- _WHAT YOU WILL DO_:
1 - In the forum thread about driving for Uber, how many stars did the driver give the group of drunk sorority girls?
2 - Extend the forum thread about driving for Uber, picking up right after its final sentence.

- _SOURCE PASSAGE_:
========================

Agreed. Then how is anyone driving? The only circumstances that would make any difference is the sugar daddy. Free money. Other than that losing or breaking even, even doing it part time, is a non starter. So where are they getting drivers?


----------



## DriverNotNamedCrash

So I decided to spend Sunday monitoring my 1 day rating to deduce how this happened. It was a group of very drunk sorority girls from LMU who gave me 1 star. This is kind of unconscionable since they themselves were the worst ride I've had in a long time. They sent me the wrong pickup location, 4 of them piled in the back seat, and when they got out I see they were drinking Smirnoff Ices in the car.

I gave them 2 stars, but I'm totally dumbfounded as to why they gave me a bad rating. I played it cool and was very nice.


----------



## Just Some Guy

UL Driver SF said:


> Agreed. Then how is anyone driving? The only circumstances that would make any difference is the sugar daddy. Free money. Other than that losing or breaking even, even doing it part time, is a non starter. So where are they getting drivers?


Part time, and only drive when there's surge. It's the only way I make a profit. But for me Uber is just for extra spending money, and my car payment. Everything else is paid for by my "real job". I'm just upset that my extra income has dropped by 50% since last year because of the fare cuts, which is seriously cutting into my entertainment funds.

I don't see how anyone could actually live off of Uber alone the way things are now.

On the plus side, at least I bought a new tv ($1600) and a gaming laptop ($2500) last year that I wouldn't have been able to afford without Uber.


----------



## BeachBum

DriverNotNamedCrash said:


> So I decided to spend Sunday monitoring my 1 day rating to deduce how this happened. It was a group of very drunk sorority girls from LMU who gave me 1 star. This is kind of unconscionable since they themselves were the worst ride I've had in a long time. They sent me the wrong pickup location, 4 of them piled in the back seat, and when they got out I see they were drinking Smirnoff Ices in the car.
> 
> I gave them 2 stars, but I'm totally dumbfounded as to why they gave me a bad rating. I played it cool and was very nice.

========================

- _DATA BLOCK_:
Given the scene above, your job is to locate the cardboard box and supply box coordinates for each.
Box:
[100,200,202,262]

========================

- _RESPONSES BY TASK_:
1 - Two stars.

2 -
You wasted part of your Sunday obsessing over a poor rating? So now that you know who it was, so what? Not only did they F you with a poor rating, but they wasted your Sunday. Time to move on.


----------



## mp775

I went into Saturday night with a 4.8 and came out a 4.73, after not only my first 1-star ever, but also my second! One was a 20 mile trip on a 4x surge, understandable due to sticker shock. The rider was rude on the phone before I picked them up (location was in the water off a pier, a quarter mile away from their actual location, and she questioned my ETA), but the ride itself went OK. The other was my first ride of the night, with nothing particularly uneventful. Young couple, took forever to get out of the house, wanted to go to X bar. I didn't know where it was, and they said next to Y restaurant. I know were Y restaurant is, so I went there. It was _across the street_.


----------



## UL Driver SF

Just Some Guy said:


> Part time, and only drive when there's surge. It's the only way I make a profit. But for me Uber is just for extra spending money, and my car payment. Everything else is paid for by my "real job". I'm just upset that my extra income has dropped by 50% since last year because of the fare cuts, which is seriously cutting into my entertainment funds.
> 
> I don't see how anyone could actually live off of Uber alone the way things are now.
> 
> On the plus side, at least I bought a new tv ($1600) and a gaming laptop ($2500) last year that I wouldn't have been able to afford without Uber.


Congrats on the tv and laptop.

That's my point. If only part time. If only during the surge. If ... If...if....

Them dropping pay sucks. But the above as a reliable transit and pay system would not be sustainable. Resources and time are burned every time you turn that key. Yet there are drivers everywhere.

I drive in sf. I'm sure it will hit there too. But I bet there will be no shortage of drivers on the road.

So...how are they doing it?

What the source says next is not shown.